### WORK INSTRUCTION
Print the full listing exactly.

### SOURCE RECORDS
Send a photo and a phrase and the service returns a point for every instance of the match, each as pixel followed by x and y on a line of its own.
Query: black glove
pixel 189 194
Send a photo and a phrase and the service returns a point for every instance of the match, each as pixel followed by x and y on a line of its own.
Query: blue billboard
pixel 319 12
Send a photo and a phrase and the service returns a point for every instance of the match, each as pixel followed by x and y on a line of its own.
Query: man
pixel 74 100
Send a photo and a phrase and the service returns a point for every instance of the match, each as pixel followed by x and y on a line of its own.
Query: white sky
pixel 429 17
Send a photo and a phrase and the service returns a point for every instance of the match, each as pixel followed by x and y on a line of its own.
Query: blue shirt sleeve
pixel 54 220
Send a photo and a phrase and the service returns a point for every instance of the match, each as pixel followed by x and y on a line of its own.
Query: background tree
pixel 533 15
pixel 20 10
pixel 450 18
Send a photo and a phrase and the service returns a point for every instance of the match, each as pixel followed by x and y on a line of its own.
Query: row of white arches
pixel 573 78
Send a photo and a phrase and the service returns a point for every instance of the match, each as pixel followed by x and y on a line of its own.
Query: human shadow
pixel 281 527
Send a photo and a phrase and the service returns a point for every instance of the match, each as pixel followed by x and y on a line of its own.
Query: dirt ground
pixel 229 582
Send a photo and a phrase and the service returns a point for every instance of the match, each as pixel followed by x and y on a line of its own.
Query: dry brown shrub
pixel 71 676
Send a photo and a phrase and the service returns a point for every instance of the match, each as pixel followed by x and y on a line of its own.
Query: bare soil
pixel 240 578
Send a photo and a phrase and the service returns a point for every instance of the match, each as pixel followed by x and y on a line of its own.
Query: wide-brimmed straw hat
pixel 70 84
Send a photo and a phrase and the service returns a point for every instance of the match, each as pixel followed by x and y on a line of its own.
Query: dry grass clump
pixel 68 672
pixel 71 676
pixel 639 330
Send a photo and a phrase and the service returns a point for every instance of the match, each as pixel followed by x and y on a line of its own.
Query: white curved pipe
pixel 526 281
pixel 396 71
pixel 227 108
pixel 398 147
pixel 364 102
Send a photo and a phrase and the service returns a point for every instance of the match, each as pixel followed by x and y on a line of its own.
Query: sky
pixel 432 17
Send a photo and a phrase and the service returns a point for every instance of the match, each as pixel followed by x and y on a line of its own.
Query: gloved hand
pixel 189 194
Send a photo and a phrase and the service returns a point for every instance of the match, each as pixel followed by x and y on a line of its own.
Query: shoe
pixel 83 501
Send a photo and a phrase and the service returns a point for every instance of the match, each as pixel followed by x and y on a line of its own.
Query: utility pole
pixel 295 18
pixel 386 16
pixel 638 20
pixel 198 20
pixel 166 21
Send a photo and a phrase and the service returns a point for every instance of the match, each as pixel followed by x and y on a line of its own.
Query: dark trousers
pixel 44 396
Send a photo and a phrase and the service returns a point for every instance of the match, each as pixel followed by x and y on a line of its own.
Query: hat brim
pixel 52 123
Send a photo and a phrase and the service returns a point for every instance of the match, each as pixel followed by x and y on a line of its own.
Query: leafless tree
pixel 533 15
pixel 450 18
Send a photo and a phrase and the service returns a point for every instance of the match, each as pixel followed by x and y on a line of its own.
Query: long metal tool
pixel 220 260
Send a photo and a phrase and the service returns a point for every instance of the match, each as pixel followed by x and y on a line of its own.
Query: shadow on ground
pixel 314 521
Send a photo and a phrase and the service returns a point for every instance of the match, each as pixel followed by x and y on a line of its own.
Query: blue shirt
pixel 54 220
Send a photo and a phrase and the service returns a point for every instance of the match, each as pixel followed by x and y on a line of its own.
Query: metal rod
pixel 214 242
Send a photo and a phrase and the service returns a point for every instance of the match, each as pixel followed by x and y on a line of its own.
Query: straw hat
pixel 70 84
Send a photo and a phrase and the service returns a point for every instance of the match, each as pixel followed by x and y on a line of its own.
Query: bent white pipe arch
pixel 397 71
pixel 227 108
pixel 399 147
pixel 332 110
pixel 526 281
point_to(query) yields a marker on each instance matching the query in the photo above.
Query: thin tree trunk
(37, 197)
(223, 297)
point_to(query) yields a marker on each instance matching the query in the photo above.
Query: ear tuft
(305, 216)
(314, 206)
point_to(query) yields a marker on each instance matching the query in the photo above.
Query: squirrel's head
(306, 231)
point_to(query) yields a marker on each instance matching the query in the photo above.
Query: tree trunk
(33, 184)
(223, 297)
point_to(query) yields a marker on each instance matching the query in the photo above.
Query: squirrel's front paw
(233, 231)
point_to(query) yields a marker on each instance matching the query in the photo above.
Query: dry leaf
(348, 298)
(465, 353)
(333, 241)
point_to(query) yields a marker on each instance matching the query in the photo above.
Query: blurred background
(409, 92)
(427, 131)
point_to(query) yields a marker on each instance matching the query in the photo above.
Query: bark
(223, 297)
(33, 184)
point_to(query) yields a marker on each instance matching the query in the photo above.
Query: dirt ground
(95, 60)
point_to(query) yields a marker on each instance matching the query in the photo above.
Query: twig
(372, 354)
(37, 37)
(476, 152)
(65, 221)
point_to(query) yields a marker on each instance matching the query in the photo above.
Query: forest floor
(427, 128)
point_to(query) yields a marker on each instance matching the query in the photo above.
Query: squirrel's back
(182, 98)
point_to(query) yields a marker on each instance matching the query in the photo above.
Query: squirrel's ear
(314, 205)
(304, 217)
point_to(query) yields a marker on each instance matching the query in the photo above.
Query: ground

### YOUR RESPONSE
Send a photo and a phrase and the service returns a point for every instance of the match, each as pixel followed by x and y on a line of its own.
Query: black glove
pixel 189 194
Send a photo and a phrase and the service returns a point for every instance of the match, each as pixel followed by x and y on a line of its own.
Query: blue billboard
pixel 319 12
Send a photo and a phrase and the service returns a point for every instance of the match, each as pixel followed by x and y on a line of its own.
Query: man
pixel 74 100
Send a photo and a phrase and the service returns a point for every instance of the match, each as pixel followed by x and y on a line of its own.
Query: white sky
pixel 429 17
Send a photo and a phrase and the service returns a point for every instance of the match, each as pixel followed by x and y on a line of its own.
Query: blue shirt sleeve
pixel 54 220
Send a photo and a phrase and the service returns a point for every instance of the match, each as pixel followed by x and y on a line of its own.
Query: background tree
pixel 533 15
pixel 20 10
pixel 450 18
Send a photo and a phrase and the service returns a point for every instance of the match, each as pixel followed by x and y on a line of its own.
Query: row of white arches
pixel 573 78
Send a photo and a phrase and the service returns a point for every instance of the match, each as pixel followed by x and y on a line of its own.
Query: human shadow
pixel 281 527
Send a photo and a phrase and the service returns a point for every instance of the match, each as pixel followed by x and y on a line of its own.
Query: dirt ground
pixel 229 582
Send a photo and a phrase and the service returns a point for every instance of the match, each as pixel followed by x and y on a line of its own.
Query: dry brown shrub
pixel 71 676
Send a photo and a phrase and the service returns a point for every instance of the match, each as pixel followed by x and y on a line of its own.
Query: bare soil
pixel 240 578
Send a photo and a phrase and the service returns a point for every instance of the match, each as pixel followed by x and y on a line of its own.
Query: wide-brimmed straw hat
pixel 70 84
Send a photo and a phrase and the service returns a point for every instance of the match, each as pixel followed by x and y on a line of its own.
Query: dry grass clump
pixel 68 672
pixel 71 676
pixel 639 330
Send a photo and a phrase and the service returns a point for every instance of the match, each as pixel followed by x and y on a line of its own.
Query: white curved pipe
pixel 526 281
pixel 396 71
pixel 227 108
pixel 398 147
pixel 364 102
Send a photo and a phrase and the service returns a point for every instance of the match, each as pixel followed by x and y on a line of its own.
Query: sky
pixel 432 17
Send a photo and a phrase and the service returns a point for every instance of the match, each as pixel followed by x and y on a line of its own.
Query: gloved hand
pixel 189 194
Send a photo and a phrase and the service returns a point for every instance of the match, each as pixel followed by x and y on a line of its own.
Query: shoe
pixel 83 501
Send a photo and a phrase and the service returns a point for every instance of the match, each as pixel followed by x and y on a line of its own.
Query: utility pole
pixel 295 18
pixel 386 16
pixel 638 20
pixel 198 20
pixel 166 21
Send a photo and a phrase and the service returns a point for every instance of the match, each as pixel followed by x and y on a line of its own.
Query: dark trousers
pixel 44 396
Send a photo and a phrase and the service returns a point for every instance of the match, each as pixel followed by x and y on a line of its own.
Query: hat brim
pixel 52 123
Send a photo and a phrase and the service returns a point for every instance of the match, each as pixel followed by x and y on a line of its own.
Query: leafless tree
pixel 533 15
pixel 450 18
Send a photo and a phrase and the service returns a point for every instance of the match, each as pixel followed by x and y on a line of its own.
Query: long metal tool
pixel 220 260
Send a photo and a phrase and the service returns a point for every instance of the match, each as pixel followed by x and y on a line of its own.
Query: shadow on ground
pixel 314 521
Send a photo and a phrase and the service returns a point for every instance of the match, each as pixel followed by x and y on a line of its own.
Query: blue shirt
pixel 54 220
Send a photo and a phrase and the service returns a point for every instance of the match, each as pixel followed by x and y on a line of its own.
Query: metal rod
pixel 214 242
Send a photo and a phrase and the service returns a point for every instance of the match, each as pixel followed by x and y on a line of its own.
Query: straw hat
pixel 70 84
Send a photo and a phrase and the service returns a point for every instance of the match, each as pixel followed by x and y on a line of its own.
Query: bent white pipe arch
pixel 397 71
pixel 227 108
pixel 399 147
pixel 332 110
pixel 526 281
point_to(query) yields a marker on each instance matching the query in the photo above.
Query: thin tree trunk
(37, 197)
(223, 297)
point_to(query) yields a marker on each instance matching the query in the photo above.
Query: ear tuft
(305, 216)
(314, 206)
point_to(query) yields a marker on each instance matching the query in the photo above.
Query: squirrel's head
(306, 231)
point_to(query) yields a marker on each instance matching the query in the photo above.
Query: tree trunk
(33, 184)
(223, 297)
point_to(query) yields a marker on each instance matching the query in the photo above.
Query: squirrel's front paw
(233, 231)
point_to(query) yields a marker on each instance matching the query in the photo above.
Query: dry leaf
(348, 298)
(465, 353)
(333, 241)
point_to(query) yields a marker on each instance matching the query in the photo above.
Query: blurred background
(409, 92)
(427, 131)
point_to(query) yields a marker on each instance matching the query in the photo above.
Query: bark
(223, 297)
(33, 184)
point_to(query) yields a marker on each instance matching the query in the photo above.
Query: dirt ground
(95, 60)
point_to(query) yields a marker on each instance matching the query in the photo above.
Query: twig
(372, 354)
(37, 37)
(476, 152)
(65, 221)
point_to(query) yields a marker on each instance matching the query in the photo above.
Query: forest floor
(427, 128)
point_to(query) yields a marker on each instance matching the query in the photo above.
Query: squirrel's back
(182, 98)
point_to(query) yields a marker on each instance matching the query in the photo above.
Query: squirrel's ear
(314, 205)
(304, 217)
point_to(query) yields a marker on each instance matching the query in the photo above.
Query: ground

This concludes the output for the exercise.